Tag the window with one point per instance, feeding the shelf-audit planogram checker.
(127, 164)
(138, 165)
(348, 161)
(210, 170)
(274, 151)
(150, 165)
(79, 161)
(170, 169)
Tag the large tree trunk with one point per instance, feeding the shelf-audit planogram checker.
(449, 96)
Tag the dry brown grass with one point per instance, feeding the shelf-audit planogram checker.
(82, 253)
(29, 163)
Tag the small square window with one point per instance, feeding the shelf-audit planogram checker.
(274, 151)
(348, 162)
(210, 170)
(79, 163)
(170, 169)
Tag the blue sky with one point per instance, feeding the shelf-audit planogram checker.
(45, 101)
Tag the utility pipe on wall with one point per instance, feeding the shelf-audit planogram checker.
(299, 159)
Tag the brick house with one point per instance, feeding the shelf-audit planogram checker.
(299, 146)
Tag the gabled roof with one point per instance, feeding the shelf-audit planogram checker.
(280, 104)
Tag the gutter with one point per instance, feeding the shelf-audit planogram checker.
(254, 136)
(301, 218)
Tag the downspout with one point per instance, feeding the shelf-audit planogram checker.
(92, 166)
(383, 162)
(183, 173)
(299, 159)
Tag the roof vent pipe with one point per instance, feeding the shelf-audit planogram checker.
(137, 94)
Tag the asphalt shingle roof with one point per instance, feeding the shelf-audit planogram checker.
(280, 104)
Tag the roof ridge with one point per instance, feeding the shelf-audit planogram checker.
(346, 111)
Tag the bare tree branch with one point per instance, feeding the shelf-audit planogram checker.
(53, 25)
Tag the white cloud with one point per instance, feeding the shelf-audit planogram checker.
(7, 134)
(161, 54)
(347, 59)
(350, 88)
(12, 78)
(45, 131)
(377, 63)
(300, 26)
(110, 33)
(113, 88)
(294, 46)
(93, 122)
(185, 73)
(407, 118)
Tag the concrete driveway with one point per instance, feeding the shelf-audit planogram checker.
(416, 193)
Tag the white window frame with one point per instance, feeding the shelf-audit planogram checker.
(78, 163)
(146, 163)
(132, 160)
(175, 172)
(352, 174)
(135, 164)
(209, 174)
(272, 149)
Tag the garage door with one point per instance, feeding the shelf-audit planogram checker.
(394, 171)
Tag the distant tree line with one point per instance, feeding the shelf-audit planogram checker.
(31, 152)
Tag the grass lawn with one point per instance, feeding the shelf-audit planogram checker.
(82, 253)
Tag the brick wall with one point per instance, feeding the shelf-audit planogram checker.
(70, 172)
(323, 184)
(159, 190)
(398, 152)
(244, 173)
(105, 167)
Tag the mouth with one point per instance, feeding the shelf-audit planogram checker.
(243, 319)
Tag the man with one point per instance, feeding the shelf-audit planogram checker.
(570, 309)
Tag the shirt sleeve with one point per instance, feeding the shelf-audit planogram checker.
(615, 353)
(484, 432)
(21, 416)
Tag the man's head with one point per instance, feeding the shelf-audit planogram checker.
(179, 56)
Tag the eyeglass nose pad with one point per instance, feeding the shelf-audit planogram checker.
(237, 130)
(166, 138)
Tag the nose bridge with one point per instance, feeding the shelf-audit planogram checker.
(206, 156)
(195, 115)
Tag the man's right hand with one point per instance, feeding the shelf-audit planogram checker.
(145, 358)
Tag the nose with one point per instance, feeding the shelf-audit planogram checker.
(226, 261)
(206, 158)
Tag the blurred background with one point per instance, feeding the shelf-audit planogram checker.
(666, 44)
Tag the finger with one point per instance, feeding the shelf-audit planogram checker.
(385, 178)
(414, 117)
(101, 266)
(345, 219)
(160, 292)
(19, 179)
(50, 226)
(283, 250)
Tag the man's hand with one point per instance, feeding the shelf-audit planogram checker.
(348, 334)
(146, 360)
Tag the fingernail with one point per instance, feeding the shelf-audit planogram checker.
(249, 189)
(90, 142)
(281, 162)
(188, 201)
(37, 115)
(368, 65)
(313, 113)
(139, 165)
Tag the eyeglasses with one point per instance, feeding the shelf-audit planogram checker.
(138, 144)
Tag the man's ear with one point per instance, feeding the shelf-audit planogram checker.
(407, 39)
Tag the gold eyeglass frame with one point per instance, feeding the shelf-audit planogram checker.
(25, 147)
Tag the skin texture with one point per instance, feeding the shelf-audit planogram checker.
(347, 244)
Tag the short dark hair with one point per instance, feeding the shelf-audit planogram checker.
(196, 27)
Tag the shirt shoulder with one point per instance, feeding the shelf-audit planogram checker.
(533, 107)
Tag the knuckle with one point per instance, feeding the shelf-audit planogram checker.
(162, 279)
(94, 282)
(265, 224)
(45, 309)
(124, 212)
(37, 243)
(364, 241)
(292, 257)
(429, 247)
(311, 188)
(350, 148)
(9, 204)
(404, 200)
--------------------------------------------------
Exercise task: Extract each line of the material exactly as it stands.

Exercise answer:
Tag the window with one point per instance, feeding the shelf-audit planogram checker.
(127, 164)
(138, 165)
(348, 161)
(210, 170)
(274, 151)
(150, 165)
(79, 161)
(170, 169)
Tag the large tree trunk with one point per instance, feeding the shelf-audit planogram checker.
(449, 96)
Tag the dry brown grass with one point per instance, feeding the shelf-audit planogram checker.
(82, 253)
(29, 163)
Tag the small square window with one point per instance, feeding the shelf-audit planogram checker.
(274, 151)
(348, 162)
(210, 170)
(79, 163)
(170, 169)
Tag the blue sky with one point per instance, feeding the shelf-audit planogram checker.
(45, 101)
Tag the utility pipe on wall with one point per instance, feeding the shelf-audit planogram checker.
(299, 159)
Tag the brick house with one point per instance, feeding the shelf-audit planogram checker.
(299, 146)
Tag the gabled roof with one point per instance, feeding the shelf-audit planogram checker.
(280, 104)
Tag the gutter with one point per instance, feeding the shelf-audit planogram checker.
(254, 136)
(301, 218)
Tag the downspout with one point per instance, feeding the shelf-audit planogram checker.
(92, 166)
(383, 162)
(183, 173)
(299, 159)
Tag the roof vent pipe with one point per instance, feeding the shelf-audit planogram checker.
(137, 94)
Tag the asphalt shingle roof with one point per instance, feeding the shelf-audit planogram checker.
(280, 104)
Tag the roof ridge with one point per instance, feeding the shelf-audit planogram checker.
(346, 111)
Tag the bare tree branch with one point per instance, feeding the shelf-audit planogram checker.
(53, 25)
Tag the white cloud with one point per instance, feeding the shelf-audit planogram checker.
(7, 134)
(161, 54)
(347, 59)
(350, 88)
(12, 78)
(45, 131)
(377, 63)
(300, 26)
(110, 33)
(113, 88)
(294, 46)
(93, 122)
(185, 73)
(407, 118)
Tag the concrete driveway with one point per instance, feeding the shelf-audit planogram checker.
(416, 193)
Tag the white window frame with one point per instance, feeding the shelf-audit planogram checker.
(78, 163)
(146, 163)
(132, 160)
(175, 172)
(352, 174)
(135, 164)
(209, 174)
(272, 149)
Tag the garage door with one point per instance, feeding the shelf-audit planogram checker.
(394, 171)
Tag the distant tree line with one point per instance, feeding the shelf-audit planogram checker.
(31, 152)
Tag the grass lawn with one point per instance, feeding the shelf-audit planogram checker.
(82, 253)
Tag the brick wall with one point per instance, feeding the shelf-audit planogram checker.
(70, 172)
(323, 184)
(159, 190)
(398, 152)
(244, 173)
(105, 167)
Tag the mouth with one point per instance, feeding the shelf-audit planogram checker.
(243, 319)
Tag the man with one point per instance, feeding the shelf-audit planogram checker.
(570, 309)
Tag the shirt sleeve with one point per instance, feeding the shelf-audit planogram checker.
(615, 353)
(484, 432)
(21, 416)
Tag the man's head with one point per instance, feeding the shelf-audit planogram checker.
(179, 56)
Tag the eyeglass nose pad with one point per instance, feeding the shelf-audit planogram checker.
(237, 130)
(166, 138)
Tag the nose bridge with one point per instance, feeding the shelf-audit planogram checker.
(206, 156)
(195, 115)
Tag the man's right hand with one point per instance, feeding the shelf-audit planogram checker.
(145, 358)
Tag the nose with one point per instance, feeding the shelf-audit planogram checker.
(226, 261)
(206, 158)
Tag the blurred background with one point per instance, feeding the shelf-audit planogram checker.
(666, 44)
Tag the finger with one point per instance, feeding the shelf-audit planogram checker.
(385, 178)
(414, 117)
(101, 266)
(345, 219)
(160, 292)
(19, 179)
(50, 226)
(283, 250)
Tag the man's hand with one point per instance, feeding the shelf-audit planogram checker.
(348, 334)
(146, 360)
Tag the fingernail with one point per instance, feeding the shelf-audit planogram checker.
(249, 189)
(90, 142)
(281, 162)
(188, 201)
(37, 115)
(368, 65)
(313, 113)
(139, 165)
Tag the eyeglasses with one point per instance, feeding the shelf-audit planogram checker.
(138, 144)
Tag the man's ear with one point per instance, feeding the shelf-audit planogram checker.
(407, 39)
Tag the gold eyeglass frame with one point per instance, feeding the shelf-audit planogram checker.
(25, 147)
Tag the skin texture with one point per instance, feeding the shelf-audit planogram checker.
(347, 244)
Tag the short dark hair with one point per instance, feeding the shelf-audit planogram checker.
(196, 27)
Tag the shirt shoulder with one point per instance, feeding the shelf-audit planogram checker.
(533, 107)
Tag the knuckle with one point per instance, feeding the shelf-audit planogram checker.
(162, 279)
(94, 282)
(265, 224)
(45, 309)
(124, 212)
(37, 243)
(364, 241)
(292, 257)
(429, 247)
(311, 188)
(350, 148)
(9, 204)
(404, 200)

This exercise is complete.